→ **What to work on**: Convert every row below into a Markdown table with two columns, No and Text, where each row gets a number and its full line. Leave out blank lines.

→ **Input data**:

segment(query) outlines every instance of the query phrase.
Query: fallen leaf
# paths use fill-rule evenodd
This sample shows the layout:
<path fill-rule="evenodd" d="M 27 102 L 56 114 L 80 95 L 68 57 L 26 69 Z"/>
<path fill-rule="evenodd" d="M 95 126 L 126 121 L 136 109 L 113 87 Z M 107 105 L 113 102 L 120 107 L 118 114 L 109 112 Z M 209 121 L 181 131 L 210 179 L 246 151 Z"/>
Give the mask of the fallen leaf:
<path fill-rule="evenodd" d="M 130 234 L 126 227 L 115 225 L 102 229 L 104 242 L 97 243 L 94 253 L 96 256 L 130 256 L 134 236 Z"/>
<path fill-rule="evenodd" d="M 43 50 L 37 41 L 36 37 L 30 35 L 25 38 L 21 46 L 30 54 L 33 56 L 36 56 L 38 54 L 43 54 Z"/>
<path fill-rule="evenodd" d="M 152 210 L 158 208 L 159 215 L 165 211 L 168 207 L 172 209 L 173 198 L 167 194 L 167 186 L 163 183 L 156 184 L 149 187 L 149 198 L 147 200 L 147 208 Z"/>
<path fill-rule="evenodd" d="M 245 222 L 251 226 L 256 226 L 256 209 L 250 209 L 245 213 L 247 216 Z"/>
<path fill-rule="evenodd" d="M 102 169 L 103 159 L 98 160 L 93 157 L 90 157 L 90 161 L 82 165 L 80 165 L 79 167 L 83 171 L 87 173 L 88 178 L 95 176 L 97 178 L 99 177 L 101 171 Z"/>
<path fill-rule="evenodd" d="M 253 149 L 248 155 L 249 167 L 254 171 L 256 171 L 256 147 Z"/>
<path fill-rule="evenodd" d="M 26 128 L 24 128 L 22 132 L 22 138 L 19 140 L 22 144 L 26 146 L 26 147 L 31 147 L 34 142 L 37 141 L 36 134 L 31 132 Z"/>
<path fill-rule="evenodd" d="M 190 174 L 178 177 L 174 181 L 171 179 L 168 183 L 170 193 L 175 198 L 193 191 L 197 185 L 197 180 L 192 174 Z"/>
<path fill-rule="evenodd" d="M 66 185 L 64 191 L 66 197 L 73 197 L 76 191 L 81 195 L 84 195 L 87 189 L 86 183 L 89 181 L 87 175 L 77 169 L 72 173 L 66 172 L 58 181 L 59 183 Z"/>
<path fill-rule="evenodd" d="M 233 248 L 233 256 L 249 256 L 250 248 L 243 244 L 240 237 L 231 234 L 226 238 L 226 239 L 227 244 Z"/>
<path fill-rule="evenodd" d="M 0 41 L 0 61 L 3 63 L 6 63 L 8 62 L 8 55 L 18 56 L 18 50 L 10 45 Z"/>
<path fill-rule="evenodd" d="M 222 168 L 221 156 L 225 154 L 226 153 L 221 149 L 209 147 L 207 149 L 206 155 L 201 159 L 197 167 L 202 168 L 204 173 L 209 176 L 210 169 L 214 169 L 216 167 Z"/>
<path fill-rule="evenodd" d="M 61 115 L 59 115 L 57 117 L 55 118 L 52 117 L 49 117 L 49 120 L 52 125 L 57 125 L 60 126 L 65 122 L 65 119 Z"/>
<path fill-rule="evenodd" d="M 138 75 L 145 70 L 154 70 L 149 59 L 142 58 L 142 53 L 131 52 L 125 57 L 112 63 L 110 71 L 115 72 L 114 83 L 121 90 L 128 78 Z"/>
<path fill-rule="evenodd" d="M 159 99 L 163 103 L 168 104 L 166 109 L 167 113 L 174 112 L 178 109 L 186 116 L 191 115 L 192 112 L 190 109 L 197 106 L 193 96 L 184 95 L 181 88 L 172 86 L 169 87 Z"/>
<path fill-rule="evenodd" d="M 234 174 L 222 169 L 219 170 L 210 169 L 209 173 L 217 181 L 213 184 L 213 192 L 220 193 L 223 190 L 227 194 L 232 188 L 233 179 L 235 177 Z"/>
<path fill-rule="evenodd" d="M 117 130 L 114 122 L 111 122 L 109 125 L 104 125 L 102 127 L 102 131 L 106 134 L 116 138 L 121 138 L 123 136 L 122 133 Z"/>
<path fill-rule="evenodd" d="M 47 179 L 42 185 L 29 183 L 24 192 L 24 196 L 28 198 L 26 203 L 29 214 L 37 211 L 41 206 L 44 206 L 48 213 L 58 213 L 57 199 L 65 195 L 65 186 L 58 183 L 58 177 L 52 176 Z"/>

→ **Output**:
| No | Text |
|---|---|
| 1 | segment(query) outlines every instance of the query phrase. |
| 2 | Query: fallen leaf |
| 3 | # paths use fill-rule evenodd |
| 4 | This sample shows the layout: |
| 5 | <path fill-rule="evenodd" d="M 27 102 L 56 114 L 80 95 L 68 57 L 26 69 Z"/> |
| 6 | <path fill-rule="evenodd" d="M 95 126 L 126 121 L 136 109 L 113 87 Z M 107 105 L 113 102 L 120 107 L 118 114 L 109 112 Z M 209 121 L 181 131 L 210 179 L 246 151 Z"/> |
| 7 | Give the mask of the fallen leaf: |
| 8 | <path fill-rule="evenodd" d="M 130 234 L 126 227 L 115 225 L 102 229 L 104 242 L 97 243 L 94 253 L 96 256 L 130 256 L 134 236 Z"/> |
| 9 | <path fill-rule="evenodd" d="M 43 50 L 37 41 L 36 37 L 30 35 L 25 38 L 21 46 L 30 54 L 33 56 L 36 56 L 38 54 L 43 54 Z"/> |
| 10 | <path fill-rule="evenodd" d="M 152 210 L 158 208 L 159 215 L 165 211 L 168 207 L 172 209 L 173 198 L 167 194 L 167 186 L 163 183 L 156 184 L 149 187 L 149 198 L 147 200 L 147 208 Z"/> |
| 11 | <path fill-rule="evenodd" d="M 245 222 L 251 226 L 256 226 L 256 209 L 250 209 L 245 213 L 247 216 Z"/> |
| 12 | <path fill-rule="evenodd" d="M 102 169 L 103 159 L 98 160 L 93 157 L 90 157 L 90 161 L 82 165 L 80 165 L 79 167 L 83 171 L 87 173 L 88 178 L 95 176 L 97 178 L 99 177 L 101 171 Z"/> |
| 13 | <path fill-rule="evenodd" d="M 253 149 L 248 155 L 249 167 L 254 171 L 256 171 L 256 147 Z"/> |
| 14 | <path fill-rule="evenodd" d="M 26 128 L 24 128 L 22 132 L 22 138 L 19 140 L 22 144 L 26 146 L 26 147 L 31 147 L 34 142 L 37 141 L 36 134 L 31 132 Z"/> |
| 15 | <path fill-rule="evenodd" d="M 190 174 L 178 177 L 174 181 L 171 179 L 168 183 L 170 193 L 175 198 L 193 191 L 197 185 L 197 180 L 192 174 Z"/> |
| 16 | <path fill-rule="evenodd" d="M 66 185 L 64 191 L 66 197 L 73 197 L 76 191 L 81 195 L 84 195 L 87 189 L 86 183 L 89 181 L 87 175 L 77 169 L 72 173 L 66 172 L 58 181 L 59 183 Z"/> |
| 17 | <path fill-rule="evenodd" d="M 233 248 L 233 256 L 249 256 L 250 248 L 243 244 L 240 237 L 231 234 L 226 238 L 226 239 L 227 244 Z"/> |
| 18 | <path fill-rule="evenodd" d="M 0 41 L 0 61 L 3 63 L 6 63 L 8 62 L 8 55 L 18 56 L 18 50 L 10 45 Z"/> |
| 19 | <path fill-rule="evenodd" d="M 222 168 L 221 156 L 225 154 L 226 153 L 221 149 L 209 147 L 207 149 L 206 155 L 201 159 L 197 167 L 202 168 L 204 173 L 209 176 L 210 169 L 214 169 L 216 167 Z"/> |
| 20 | <path fill-rule="evenodd" d="M 61 115 L 59 115 L 57 117 L 55 118 L 52 117 L 49 117 L 49 120 L 52 125 L 57 125 L 60 126 L 65 122 L 65 119 Z"/> |
| 21 | <path fill-rule="evenodd" d="M 138 75 L 145 70 L 154 70 L 149 59 L 142 58 L 142 53 L 131 52 L 125 57 L 112 63 L 110 71 L 115 72 L 114 83 L 121 90 L 128 78 Z"/> |
| 22 | <path fill-rule="evenodd" d="M 159 99 L 163 103 L 168 104 L 166 109 L 167 113 L 174 112 L 178 109 L 186 116 L 191 115 L 192 112 L 190 109 L 197 106 L 193 96 L 184 95 L 181 88 L 172 86 L 169 87 Z"/> |
| 23 | <path fill-rule="evenodd" d="M 234 174 L 222 169 L 219 170 L 210 169 L 209 173 L 217 181 L 213 184 L 213 192 L 220 193 L 223 190 L 227 194 L 232 188 L 233 179 L 235 177 Z"/> |
| 24 | <path fill-rule="evenodd" d="M 117 130 L 114 122 L 111 122 L 109 125 L 104 125 L 102 127 L 102 131 L 106 134 L 116 138 L 121 138 L 123 136 L 122 133 Z"/> |
| 25 | <path fill-rule="evenodd" d="M 47 179 L 42 185 L 29 183 L 24 192 L 24 196 L 28 198 L 26 203 L 29 214 L 37 211 L 41 206 L 44 206 L 48 213 L 58 213 L 57 199 L 65 195 L 65 186 L 58 183 L 58 177 L 52 176 Z"/> |